● **ABOUT THIS EXERCISE**
Only one portion of the data is to be written out: from the line bearing "Target: pink bath towel" through the line bearing "Target: electrical outlet". Write it exactly as it appears.

● **SUPPLIED INFORMATION**
####################

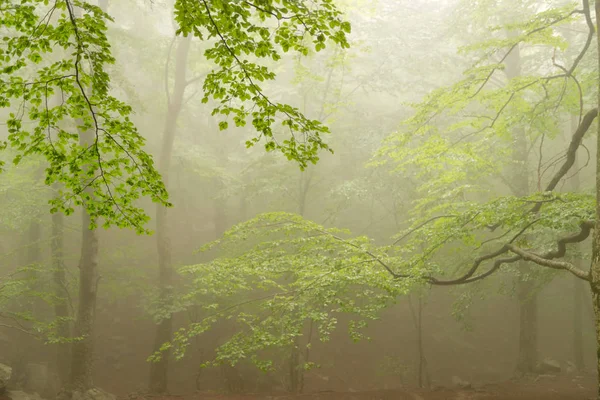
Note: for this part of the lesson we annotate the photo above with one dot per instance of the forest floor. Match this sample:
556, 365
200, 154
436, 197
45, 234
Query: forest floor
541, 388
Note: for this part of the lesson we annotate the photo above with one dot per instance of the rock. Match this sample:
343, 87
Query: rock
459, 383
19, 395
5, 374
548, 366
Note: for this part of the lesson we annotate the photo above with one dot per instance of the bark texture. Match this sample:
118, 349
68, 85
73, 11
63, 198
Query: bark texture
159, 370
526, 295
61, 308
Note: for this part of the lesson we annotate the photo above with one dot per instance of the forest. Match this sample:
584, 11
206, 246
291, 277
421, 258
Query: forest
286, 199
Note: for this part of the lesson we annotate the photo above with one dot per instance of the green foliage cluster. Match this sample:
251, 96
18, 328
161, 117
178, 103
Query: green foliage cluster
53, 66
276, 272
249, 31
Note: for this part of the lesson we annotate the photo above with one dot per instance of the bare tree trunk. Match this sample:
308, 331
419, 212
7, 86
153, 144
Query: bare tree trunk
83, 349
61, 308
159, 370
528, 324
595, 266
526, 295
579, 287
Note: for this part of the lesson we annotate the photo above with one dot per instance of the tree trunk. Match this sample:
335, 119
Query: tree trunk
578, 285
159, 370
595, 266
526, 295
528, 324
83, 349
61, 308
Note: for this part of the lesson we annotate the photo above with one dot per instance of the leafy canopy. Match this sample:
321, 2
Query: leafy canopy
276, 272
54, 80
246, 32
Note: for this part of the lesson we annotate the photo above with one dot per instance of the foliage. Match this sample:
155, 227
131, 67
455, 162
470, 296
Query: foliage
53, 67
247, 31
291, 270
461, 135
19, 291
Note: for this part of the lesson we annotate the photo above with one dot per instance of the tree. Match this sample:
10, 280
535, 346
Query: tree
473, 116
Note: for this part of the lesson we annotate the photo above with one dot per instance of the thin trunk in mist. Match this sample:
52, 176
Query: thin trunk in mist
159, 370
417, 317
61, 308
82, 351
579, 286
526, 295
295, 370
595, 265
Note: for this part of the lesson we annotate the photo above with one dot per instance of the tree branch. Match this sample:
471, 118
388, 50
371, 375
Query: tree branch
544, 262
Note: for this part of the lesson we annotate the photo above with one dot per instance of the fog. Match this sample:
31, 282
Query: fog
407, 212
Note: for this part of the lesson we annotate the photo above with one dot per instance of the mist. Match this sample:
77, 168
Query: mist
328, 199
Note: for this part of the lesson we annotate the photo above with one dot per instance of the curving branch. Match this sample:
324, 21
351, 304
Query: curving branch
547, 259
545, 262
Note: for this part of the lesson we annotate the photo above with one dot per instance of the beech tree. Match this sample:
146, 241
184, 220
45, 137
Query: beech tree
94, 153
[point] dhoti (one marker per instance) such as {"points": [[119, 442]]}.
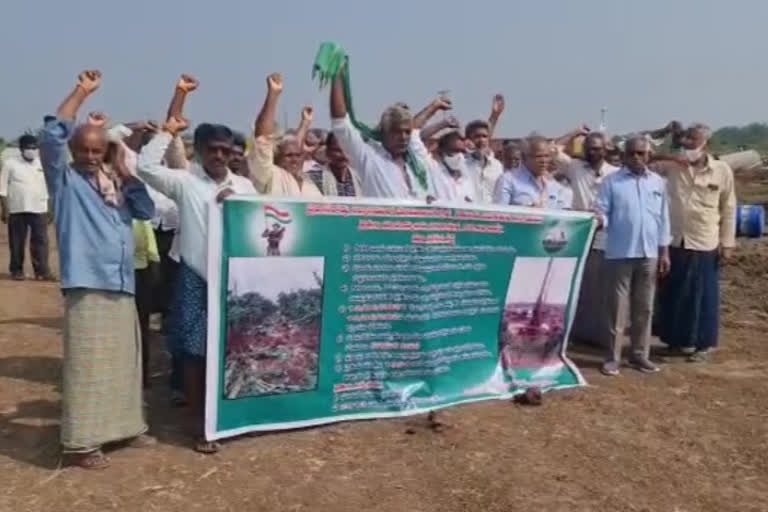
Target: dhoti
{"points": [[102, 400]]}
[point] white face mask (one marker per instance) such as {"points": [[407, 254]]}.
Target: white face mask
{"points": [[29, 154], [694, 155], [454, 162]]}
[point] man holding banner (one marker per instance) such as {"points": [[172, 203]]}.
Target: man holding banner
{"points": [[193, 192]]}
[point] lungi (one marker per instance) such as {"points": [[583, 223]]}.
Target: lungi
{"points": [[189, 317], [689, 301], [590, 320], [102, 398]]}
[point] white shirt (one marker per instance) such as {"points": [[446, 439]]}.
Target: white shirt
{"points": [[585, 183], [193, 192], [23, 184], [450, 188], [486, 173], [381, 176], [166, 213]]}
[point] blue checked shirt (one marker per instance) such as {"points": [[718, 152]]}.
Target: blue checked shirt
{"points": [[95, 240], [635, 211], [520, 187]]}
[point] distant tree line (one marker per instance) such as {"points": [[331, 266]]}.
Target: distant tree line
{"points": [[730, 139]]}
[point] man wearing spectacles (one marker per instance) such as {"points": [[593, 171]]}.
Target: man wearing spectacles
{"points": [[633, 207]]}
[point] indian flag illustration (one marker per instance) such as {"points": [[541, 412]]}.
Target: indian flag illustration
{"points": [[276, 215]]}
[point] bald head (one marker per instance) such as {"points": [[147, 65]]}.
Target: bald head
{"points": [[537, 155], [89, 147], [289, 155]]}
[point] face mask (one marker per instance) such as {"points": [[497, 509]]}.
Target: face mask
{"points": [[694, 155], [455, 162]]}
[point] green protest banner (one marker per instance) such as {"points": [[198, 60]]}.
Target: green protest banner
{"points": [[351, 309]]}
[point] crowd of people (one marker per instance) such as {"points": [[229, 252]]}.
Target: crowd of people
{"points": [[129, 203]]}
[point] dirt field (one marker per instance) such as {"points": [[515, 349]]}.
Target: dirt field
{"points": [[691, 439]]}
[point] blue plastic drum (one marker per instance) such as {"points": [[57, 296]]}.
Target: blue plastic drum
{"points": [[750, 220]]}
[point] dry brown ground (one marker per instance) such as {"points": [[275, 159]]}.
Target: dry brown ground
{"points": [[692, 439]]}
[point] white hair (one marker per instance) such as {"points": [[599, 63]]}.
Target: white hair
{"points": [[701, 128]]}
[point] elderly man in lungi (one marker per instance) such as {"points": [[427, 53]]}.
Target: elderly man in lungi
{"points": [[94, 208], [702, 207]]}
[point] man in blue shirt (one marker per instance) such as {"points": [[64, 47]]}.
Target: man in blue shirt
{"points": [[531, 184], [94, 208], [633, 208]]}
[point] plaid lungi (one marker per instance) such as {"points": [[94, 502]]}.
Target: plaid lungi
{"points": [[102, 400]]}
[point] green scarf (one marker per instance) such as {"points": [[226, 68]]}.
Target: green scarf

####################

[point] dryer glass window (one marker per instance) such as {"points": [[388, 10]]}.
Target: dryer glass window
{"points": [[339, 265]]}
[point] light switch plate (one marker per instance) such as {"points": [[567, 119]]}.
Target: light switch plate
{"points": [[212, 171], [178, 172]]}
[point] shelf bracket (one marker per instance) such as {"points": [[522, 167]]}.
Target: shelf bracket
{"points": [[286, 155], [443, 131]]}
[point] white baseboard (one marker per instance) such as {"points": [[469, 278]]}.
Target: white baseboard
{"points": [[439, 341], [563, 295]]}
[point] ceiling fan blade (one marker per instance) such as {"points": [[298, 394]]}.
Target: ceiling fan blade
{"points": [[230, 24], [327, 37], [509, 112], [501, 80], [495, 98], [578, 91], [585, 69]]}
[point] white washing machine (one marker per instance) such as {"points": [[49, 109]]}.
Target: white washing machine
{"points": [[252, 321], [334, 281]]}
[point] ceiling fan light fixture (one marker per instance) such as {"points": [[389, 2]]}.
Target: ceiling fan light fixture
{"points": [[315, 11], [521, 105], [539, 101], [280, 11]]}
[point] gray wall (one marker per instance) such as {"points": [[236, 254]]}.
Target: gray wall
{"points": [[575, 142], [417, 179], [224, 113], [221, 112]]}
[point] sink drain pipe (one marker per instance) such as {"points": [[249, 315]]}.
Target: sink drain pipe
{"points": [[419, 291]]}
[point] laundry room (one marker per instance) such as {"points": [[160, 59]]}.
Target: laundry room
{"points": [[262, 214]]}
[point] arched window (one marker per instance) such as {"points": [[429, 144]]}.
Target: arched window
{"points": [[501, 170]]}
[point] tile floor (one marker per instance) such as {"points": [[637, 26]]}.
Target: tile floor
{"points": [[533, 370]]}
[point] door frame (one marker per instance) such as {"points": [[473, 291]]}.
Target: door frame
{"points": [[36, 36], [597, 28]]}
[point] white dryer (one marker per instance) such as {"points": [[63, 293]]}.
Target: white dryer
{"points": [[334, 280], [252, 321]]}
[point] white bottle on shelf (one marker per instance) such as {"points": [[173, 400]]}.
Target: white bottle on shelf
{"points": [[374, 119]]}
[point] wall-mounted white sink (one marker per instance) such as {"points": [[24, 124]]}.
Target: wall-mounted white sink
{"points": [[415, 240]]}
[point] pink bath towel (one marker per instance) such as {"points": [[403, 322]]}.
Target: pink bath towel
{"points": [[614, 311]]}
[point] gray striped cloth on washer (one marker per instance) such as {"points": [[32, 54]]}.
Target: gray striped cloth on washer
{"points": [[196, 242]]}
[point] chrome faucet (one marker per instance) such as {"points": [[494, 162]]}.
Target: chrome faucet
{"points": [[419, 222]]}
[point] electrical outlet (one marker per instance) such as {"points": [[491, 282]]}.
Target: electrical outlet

####################

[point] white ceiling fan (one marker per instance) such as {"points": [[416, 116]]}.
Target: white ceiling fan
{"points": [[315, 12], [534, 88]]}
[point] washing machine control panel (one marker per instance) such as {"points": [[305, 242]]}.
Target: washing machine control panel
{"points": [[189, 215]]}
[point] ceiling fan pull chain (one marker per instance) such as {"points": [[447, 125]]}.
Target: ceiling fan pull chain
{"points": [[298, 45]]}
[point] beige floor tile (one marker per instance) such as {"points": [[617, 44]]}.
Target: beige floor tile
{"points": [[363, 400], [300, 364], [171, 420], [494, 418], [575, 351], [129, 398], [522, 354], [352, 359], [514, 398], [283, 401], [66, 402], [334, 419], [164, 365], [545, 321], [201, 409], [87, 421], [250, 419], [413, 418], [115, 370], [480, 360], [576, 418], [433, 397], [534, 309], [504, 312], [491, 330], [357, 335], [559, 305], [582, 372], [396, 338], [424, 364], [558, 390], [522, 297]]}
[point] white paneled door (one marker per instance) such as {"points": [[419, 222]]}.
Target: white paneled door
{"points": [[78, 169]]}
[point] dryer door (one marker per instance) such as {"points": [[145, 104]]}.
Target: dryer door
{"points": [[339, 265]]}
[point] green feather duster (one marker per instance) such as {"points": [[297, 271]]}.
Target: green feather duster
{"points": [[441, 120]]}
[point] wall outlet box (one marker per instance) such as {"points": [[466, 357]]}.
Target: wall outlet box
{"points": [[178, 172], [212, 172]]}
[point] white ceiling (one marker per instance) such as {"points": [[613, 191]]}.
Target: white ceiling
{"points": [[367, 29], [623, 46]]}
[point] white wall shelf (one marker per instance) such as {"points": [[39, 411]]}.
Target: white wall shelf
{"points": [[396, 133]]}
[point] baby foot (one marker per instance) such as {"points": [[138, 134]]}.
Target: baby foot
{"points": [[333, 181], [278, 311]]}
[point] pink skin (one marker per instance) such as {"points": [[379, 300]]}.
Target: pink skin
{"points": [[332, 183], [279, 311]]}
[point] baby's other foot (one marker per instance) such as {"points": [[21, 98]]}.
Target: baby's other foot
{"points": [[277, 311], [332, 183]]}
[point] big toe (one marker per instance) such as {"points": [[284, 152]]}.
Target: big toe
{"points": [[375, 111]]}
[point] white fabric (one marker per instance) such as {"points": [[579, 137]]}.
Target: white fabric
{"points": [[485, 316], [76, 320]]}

####################

● **ANSWER AREA**
Target: pink bath towel
{"points": [[614, 311]]}
[point] gray striped cloth on washer (one marker per instance) such as {"points": [[32, 54]]}.
Target: gray striped cloth on washer
{"points": [[196, 242]]}
[point] chrome faucet (one marker per instance) such as {"points": [[494, 162]]}.
Target: chrome faucet
{"points": [[419, 222]]}
[point] electrical outlet (one marker per instance) such as {"points": [[491, 282]]}.
Target: electrical outlet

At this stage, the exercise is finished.